__What you will do__.
Rewrite every line of the material below in full. Multiply only the vertex coordinates in the answer outlines at its end by 1.75, rounding each result to a whole number with halves rounded up, and leave every other line unchanged.

========

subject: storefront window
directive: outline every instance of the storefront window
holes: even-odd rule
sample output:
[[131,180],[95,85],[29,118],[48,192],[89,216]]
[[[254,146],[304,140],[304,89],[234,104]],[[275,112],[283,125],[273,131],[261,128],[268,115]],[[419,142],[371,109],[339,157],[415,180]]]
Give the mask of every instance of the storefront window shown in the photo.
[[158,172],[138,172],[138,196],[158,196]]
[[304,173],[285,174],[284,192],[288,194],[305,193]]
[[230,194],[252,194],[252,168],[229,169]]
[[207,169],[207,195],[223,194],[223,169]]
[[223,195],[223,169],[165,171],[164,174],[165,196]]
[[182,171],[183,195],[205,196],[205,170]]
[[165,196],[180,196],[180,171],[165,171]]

========

__Correct response__.
subject: storefront window
directive: outline every instance of the storefront window
holes: even-odd rule
sample output:
[[131,180],[95,85],[29,118],[48,192],[89,216]]
[[[254,146],[304,140],[304,89],[234,104]],[[275,112],[283,125],[273,131],[261,128],[268,115]],[[419,142],[371,109],[339,157],[415,180]]]
Give the mask of every instance of the storefront window shown in the photo.
[[277,301],[242,301],[242,343],[277,343]]
[[532,303],[499,305],[497,336],[504,340],[534,338]]
[[403,340],[441,340],[441,294],[401,296]]
[[362,296],[362,341],[390,340],[390,296]]
[[390,341],[390,296],[289,299],[287,305],[289,343]]
[[319,299],[320,341],[359,343],[359,298]]
[[289,343],[315,343],[315,299],[289,299]]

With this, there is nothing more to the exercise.